▶ _Document_
--- START ---
Premier’s core consulting business focus is to provide subject matter expertise through its consulting teams in a variety of ways that continue to help its clients navigate the changing business climate. Premier’s approach is built 100% around its people — it is about knowledge, expertise and execution. Premier has a focus on building its knowledge practices with talent in core areas and industries it feels offer opportunities including: compliance/regulatory, business performance and process, finance,  life science, energy, government and health sectors. Premier’s recruiting and sales organization work with clients closely — a consultative approach — to understand the business direction, initiatives or issues they are dealing with. The Company’s goal is to provide industry expertise as well as in our core disciplines to allow for successful efforts.

Premier’s typical clients have historically been Fortune 500 companies (including AIG, Lincoln Financial Group, Duke Power, Bank of America, and Wells Fargo), and they continually seek expertise and knowledge in areas such as project management, business consulting, and business analysis. With Premier’s recent acquisitions, Premier is better positioned to service emerging business and the mid-market arena, especially as it relates to life sciences, biotech and technology focused companies.
--- END ---
▶ _Task directions_
Echo the passage about Premier's consulting business word for word, starting at "Premier’s core consulting" and ending at "for successful efforts.". The lines that come next have no role in this exercise.

▶ _Record extracts_
--- START ---
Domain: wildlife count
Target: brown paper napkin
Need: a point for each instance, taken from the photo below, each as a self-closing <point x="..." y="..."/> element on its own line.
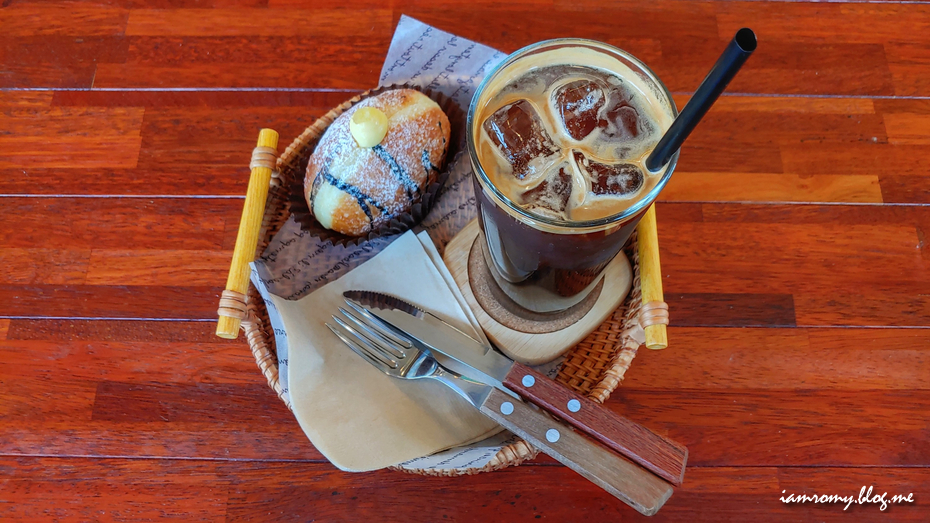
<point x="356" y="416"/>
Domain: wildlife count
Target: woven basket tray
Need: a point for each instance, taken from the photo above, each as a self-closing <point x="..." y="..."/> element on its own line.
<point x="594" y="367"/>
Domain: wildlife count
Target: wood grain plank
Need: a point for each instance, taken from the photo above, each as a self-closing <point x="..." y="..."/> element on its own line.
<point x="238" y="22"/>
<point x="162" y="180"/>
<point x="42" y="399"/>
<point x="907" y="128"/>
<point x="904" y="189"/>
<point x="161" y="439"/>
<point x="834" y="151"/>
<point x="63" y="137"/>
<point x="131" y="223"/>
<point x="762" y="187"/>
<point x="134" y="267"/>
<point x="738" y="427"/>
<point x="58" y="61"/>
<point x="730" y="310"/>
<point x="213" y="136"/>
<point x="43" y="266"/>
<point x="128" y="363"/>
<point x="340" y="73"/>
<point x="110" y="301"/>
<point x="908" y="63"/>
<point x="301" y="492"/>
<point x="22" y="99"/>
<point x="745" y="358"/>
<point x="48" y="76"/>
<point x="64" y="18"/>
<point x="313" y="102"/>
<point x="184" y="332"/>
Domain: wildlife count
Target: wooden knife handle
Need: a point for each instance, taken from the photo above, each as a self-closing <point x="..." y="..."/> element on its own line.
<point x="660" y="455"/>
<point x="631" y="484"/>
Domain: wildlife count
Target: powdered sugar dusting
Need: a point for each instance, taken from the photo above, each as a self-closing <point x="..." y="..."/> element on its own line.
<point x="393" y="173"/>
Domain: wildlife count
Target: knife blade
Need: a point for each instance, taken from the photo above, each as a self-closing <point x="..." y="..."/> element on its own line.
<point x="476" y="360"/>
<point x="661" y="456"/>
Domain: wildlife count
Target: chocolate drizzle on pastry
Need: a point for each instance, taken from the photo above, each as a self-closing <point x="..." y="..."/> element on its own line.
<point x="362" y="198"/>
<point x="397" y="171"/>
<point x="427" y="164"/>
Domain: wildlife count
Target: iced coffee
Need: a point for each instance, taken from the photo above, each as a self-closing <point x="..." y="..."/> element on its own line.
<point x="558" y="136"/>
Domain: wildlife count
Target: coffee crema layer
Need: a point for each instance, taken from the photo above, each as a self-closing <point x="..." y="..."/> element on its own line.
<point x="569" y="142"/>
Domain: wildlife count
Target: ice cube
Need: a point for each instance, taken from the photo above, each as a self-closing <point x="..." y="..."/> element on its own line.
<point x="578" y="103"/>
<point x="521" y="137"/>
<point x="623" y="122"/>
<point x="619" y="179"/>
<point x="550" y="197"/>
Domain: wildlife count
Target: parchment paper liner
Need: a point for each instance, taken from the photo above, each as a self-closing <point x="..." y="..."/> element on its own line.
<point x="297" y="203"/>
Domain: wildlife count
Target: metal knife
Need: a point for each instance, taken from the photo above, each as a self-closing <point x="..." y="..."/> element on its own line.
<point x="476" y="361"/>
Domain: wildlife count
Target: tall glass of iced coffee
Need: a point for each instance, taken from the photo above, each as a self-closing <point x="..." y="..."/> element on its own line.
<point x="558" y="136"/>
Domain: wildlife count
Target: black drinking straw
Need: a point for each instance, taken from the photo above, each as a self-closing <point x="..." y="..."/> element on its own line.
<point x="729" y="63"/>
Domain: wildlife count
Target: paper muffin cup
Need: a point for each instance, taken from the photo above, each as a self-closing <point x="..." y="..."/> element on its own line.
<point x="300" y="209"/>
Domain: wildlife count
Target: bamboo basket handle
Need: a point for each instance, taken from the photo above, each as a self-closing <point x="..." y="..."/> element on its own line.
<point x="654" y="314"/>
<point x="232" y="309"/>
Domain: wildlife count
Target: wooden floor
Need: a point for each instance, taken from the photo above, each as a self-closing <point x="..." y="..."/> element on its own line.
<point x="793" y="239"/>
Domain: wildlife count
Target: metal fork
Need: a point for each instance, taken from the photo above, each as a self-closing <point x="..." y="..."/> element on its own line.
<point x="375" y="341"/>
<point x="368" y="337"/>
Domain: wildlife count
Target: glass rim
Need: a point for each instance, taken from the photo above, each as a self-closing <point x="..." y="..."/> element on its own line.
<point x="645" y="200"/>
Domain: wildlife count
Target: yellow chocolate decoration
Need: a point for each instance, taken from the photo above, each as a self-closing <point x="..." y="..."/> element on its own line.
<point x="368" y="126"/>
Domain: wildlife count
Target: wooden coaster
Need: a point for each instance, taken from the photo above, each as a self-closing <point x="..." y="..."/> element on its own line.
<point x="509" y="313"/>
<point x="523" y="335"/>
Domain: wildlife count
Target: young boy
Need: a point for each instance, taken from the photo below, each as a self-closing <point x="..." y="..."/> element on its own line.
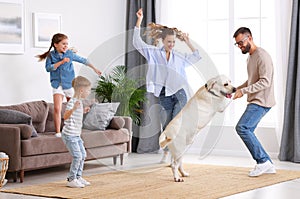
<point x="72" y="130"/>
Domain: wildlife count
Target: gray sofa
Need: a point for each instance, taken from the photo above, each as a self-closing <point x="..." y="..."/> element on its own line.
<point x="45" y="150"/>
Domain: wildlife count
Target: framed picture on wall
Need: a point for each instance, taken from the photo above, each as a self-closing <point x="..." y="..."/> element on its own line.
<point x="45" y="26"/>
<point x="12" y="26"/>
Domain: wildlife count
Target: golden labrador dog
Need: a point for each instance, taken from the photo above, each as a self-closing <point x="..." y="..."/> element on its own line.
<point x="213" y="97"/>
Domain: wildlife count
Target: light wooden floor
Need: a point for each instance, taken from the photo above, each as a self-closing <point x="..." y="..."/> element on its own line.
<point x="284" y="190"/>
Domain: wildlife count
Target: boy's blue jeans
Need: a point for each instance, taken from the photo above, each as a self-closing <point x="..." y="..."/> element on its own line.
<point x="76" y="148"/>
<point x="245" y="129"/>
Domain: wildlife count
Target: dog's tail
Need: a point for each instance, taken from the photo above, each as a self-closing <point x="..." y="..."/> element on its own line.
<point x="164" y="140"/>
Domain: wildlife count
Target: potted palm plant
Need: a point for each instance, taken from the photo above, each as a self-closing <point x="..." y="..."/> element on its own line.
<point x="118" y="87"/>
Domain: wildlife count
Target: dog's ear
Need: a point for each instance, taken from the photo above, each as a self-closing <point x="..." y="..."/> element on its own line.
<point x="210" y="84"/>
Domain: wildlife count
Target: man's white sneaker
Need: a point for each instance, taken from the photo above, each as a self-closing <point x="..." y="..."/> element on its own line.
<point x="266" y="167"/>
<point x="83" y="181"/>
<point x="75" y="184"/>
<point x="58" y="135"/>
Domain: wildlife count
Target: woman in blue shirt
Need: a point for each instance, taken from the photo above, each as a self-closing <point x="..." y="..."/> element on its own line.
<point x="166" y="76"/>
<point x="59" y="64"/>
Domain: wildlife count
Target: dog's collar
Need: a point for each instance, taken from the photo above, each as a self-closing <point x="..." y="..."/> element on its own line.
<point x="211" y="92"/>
--- END ---
▶ _Written response_
Premier’s core consulting business focus is to provide subject matter expertise through its consulting teams in a variety of ways that continue to help its clients navigate the changing business climate. Premier’s approach is built 100% around its people — it is about knowledge, expertise and execution. Premier has a focus on building its knowledge practices with talent in core areas and industries it feels offer opportunities including: compliance/regulatory, business performance and process, finance,  life science, energy, government and health sectors. Premier’s recruiting and sales organization work with clients closely — a consultative approach — to understand the business direction, initiatives or issues they are dealing with. The Company’s goal is to provide industry expertise as well as in our core disciplines to allow for successful efforts.